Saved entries
──────────

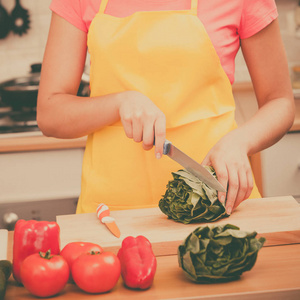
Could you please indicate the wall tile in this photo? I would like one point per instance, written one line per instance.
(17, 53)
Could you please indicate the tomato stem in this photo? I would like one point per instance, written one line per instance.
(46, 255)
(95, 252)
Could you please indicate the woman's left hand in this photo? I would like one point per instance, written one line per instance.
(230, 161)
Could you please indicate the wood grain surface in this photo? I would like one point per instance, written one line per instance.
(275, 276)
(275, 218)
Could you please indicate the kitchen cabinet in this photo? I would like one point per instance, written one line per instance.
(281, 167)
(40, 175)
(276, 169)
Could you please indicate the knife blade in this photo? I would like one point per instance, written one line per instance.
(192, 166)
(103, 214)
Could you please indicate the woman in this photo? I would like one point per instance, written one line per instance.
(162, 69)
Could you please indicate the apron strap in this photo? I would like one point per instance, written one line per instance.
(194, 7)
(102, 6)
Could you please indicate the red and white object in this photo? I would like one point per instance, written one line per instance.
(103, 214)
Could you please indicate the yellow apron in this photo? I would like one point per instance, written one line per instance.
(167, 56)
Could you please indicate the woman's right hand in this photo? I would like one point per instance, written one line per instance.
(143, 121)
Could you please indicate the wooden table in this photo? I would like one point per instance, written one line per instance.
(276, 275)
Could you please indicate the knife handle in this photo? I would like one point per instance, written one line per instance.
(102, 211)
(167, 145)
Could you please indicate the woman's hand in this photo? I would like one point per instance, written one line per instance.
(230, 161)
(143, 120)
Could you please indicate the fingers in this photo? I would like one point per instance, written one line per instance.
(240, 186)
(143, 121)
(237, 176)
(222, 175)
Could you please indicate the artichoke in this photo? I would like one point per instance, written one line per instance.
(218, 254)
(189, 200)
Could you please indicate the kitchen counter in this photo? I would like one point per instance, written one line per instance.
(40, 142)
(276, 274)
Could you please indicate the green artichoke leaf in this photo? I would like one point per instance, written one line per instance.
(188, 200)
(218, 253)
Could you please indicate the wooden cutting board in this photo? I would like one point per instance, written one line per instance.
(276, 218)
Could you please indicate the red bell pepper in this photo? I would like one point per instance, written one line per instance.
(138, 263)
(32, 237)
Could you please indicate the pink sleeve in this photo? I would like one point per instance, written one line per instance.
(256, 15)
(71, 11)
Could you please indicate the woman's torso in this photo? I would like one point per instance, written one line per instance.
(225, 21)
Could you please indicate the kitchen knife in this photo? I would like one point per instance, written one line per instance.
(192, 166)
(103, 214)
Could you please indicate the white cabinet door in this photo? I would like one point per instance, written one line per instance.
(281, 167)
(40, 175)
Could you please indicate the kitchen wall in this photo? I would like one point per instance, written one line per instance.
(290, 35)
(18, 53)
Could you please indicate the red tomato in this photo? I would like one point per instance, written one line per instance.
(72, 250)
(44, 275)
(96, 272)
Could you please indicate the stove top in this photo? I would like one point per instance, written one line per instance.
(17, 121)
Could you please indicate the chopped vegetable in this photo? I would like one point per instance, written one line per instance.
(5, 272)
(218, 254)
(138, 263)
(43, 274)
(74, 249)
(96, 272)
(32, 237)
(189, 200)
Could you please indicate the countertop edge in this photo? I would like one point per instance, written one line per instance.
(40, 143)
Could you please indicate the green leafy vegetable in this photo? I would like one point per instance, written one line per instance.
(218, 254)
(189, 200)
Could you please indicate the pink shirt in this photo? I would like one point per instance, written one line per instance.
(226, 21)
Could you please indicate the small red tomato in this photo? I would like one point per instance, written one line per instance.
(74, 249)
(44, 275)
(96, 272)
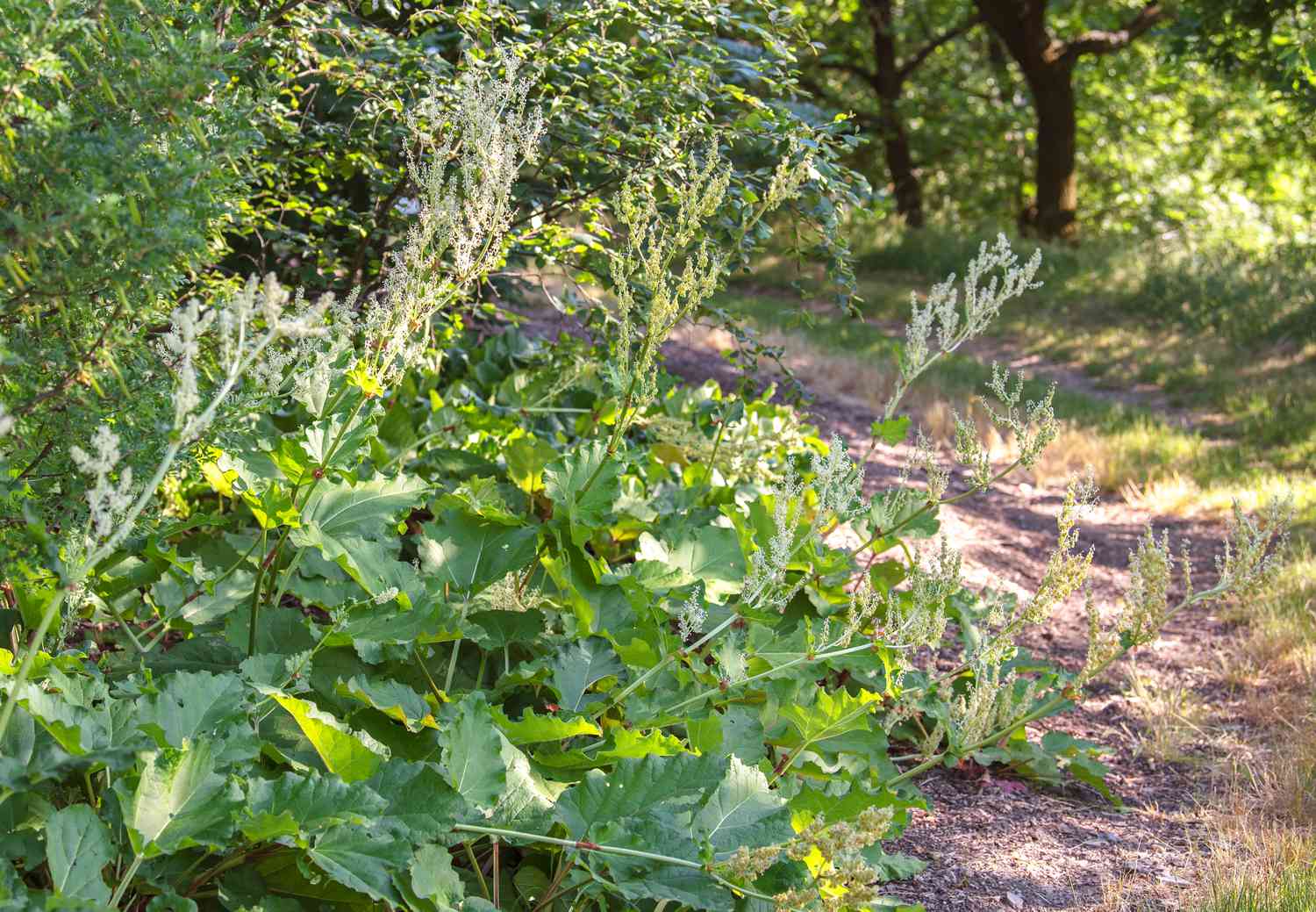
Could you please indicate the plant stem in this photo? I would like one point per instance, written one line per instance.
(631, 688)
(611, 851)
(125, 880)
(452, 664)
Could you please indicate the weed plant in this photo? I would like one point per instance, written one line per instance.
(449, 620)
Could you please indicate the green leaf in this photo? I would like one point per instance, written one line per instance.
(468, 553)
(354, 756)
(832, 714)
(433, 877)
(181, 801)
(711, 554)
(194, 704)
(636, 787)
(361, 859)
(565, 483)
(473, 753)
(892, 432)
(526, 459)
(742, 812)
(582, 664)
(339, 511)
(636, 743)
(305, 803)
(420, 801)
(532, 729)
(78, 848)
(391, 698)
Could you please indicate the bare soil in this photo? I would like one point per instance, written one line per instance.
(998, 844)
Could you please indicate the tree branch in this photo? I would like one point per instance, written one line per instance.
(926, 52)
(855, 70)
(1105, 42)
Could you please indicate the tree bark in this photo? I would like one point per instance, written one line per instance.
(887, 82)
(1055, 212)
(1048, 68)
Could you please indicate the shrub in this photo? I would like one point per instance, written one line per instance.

──────────

**TASK:** Omitting the pictures, copy each record above exactly as it stands.

**RESULT FOR THIS TASK:**
Could you please indicate the wall tile in this photo? I would like one point per instance, written one line per instance.
(17, 53)
Could you please indicate the tomato stem in this photo? I would like one point per instance, written one line per instance.
(46, 255)
(95, 252)
Could you please indicate the woman's left hand in this photo? I would like one point per instance, written one line per instance.
(230, 161)
Could you please indicate the wood grain surface in this photo? I would like one point per instance, written one line per instance.
(275, 276)
(275, 218)
Could you please indicate the kitchen cabinet in this photo? I would like one point per instance, written one line per instance.
(281, 167)
(40, 175)
(276, 169)
Could you please indicate the knife blade in this photo? I would like one point per instance, written one line per instance.
(192, 166)
(103, 214)
Could you please indicate the woman in this photo? I would like one point per instance, written one line per instance.
(162, 69)
Could you please indicate the apron strap in this photo? I would like one point per instance, written one line per instance.
(194, 7)
(102, 6)
Could you please indicate the red and white object in this photo? I would like one point per instance, written one line per instance.
(103, 214)
Could you please indicate the yellow apron in this photo? I would like one point per instance, written one line per instance.
(167, 56)
Could you please indicate the woman's right hand in this photo? I would like one point per instance, written one line per instance.
(143, 121)
Could you please indicate the wooden table in this photo? I would like one point per instance, written one line per instance.
(276, 275)
Could you please indicate the knife handle in this photo? I would like one point per instance, written one line per instance.
(102, 211)
(167, 145)
Could you please indicate the woman's hand in this photo? I would like one point per instance, written one line per instance.
(230, 161)
(143, 120)
Could you please indicate the fingers in this photo? I would like one point per instance, written one line per instance.
(240, 186)
(143, 121)
(237, 176)
(222, 175)
Could you please indicate the artichoke in this photo? I would like one point per instance, written one line per instance.
(218, 254)
(189, 200)
Could you please indicate the kitchen counter in this photo? I would like one point per instance, written one line per instance.
(40, 142)
(276, 274)
Could you please indicate the green artichoke leaf in this photo? I would like one point per instance, written one line per instance.
(188, 200)
(218, 253)
Could you please indicate the wooden cutting board in this photo? I would like one point per instance, written one line per instance.
(276, 218)
Could you please indicate the red bell pepper in this photo? I would like one point per instance, written one line per instance.
(138, 263)
(32, 237)
Could you please indicate the pink sleeve in this photo? I would like one point per instance, written one line per instance.
(256, 15)
(71, 11)
Could you please indicate the woman's torso in this photo? I would like one point per instance, written one line per instance.
(225, 21)
Could you please indicate the kitchen knife in this photo? I would like one point per instance, written one line per instance.
(192, 166)
(103, 214)
Could you please indicate the white cabinet door in this photo? I would like one point per instance, written one line per instance.
(281, 167)
(40, 175)
Could you please indicate the kitchen wall in this photo? I would like one point per instance, written one line per instance.
(290, 35)
(18, 53)
Could you please indicate the red tomato in this photo? I would like one point per instance, written one line per instance.
(72, 250)
(44, 275)
(96, 272)
Could you please indicate the stove top in this photo? I would like one point per instance, written one line per instance.
(17, 121)
Could you please indicate the chopped vegetable in this photo? I would like one point per instance, written one line per instance.
(5, 272)
(218, 254)
(138, 263)
(43, 274)
(74, 249)
(96, 272)
(32, 237)
(189, 200)
Could you please indicate the countertop edge in this photo? I would like one point per instance, written one line per instance.
(40, 143)
Could you please indicate the green leafy vegetable in this photo? I would like one point per instance, written one line per instance.
(218, 254)
(189, 200)
Could you please indicate the pink shirt in this photo? I would like one point per instance, written one line per instance.
(226, 21)
Could you please indicate the small red tomato in this photo? I would like one point per instance, written one line per instance.
(74, 249)
(44, 275)
(96, 272)
Could you please indicate the plant stem in this photo? I would like one point per instance, written one line per instance.
(631, 688)
(611, 851)
(125, 880)
(452, 664)
Could you please indicate the weed plant in this photo? I would like one point per instance, written one line per instance.
(449, 620)
Could you please indicate the green leaf in this photo? I would like one point per instance, written one line per instance.
(468, 553)
(354, 756)
(832, 714)
(433, 877)
(181, 801)
(711, 554)
(194, 704)
(636, 787)
(361, 859)
(565, 483)
(473, 753)
(892, 432)
(526, 459)
(742, 812)
(582, 664)
(339, 511)
(636, 743)
(305, 803)
(420, 801)
(532, 729)
(78, 848)
(391, 698)
Could you please indicate the bare soil in this photo? I would like one point per instance, written one line per instance.
(998, 844)
Could you please indicate the tree branch in this photo? I would like one point per instance, written one line per instance.
(926, 52)
(855, 70)
(1105, 42)
Could you please indicate the tree bark in this photo? I would like one point per instance, written one line per instance.
(887, 82)
(1055, 212)
(1048, 68)
Could you please indicate the shrub in this photo? I would like one point per instance, written one line per instance.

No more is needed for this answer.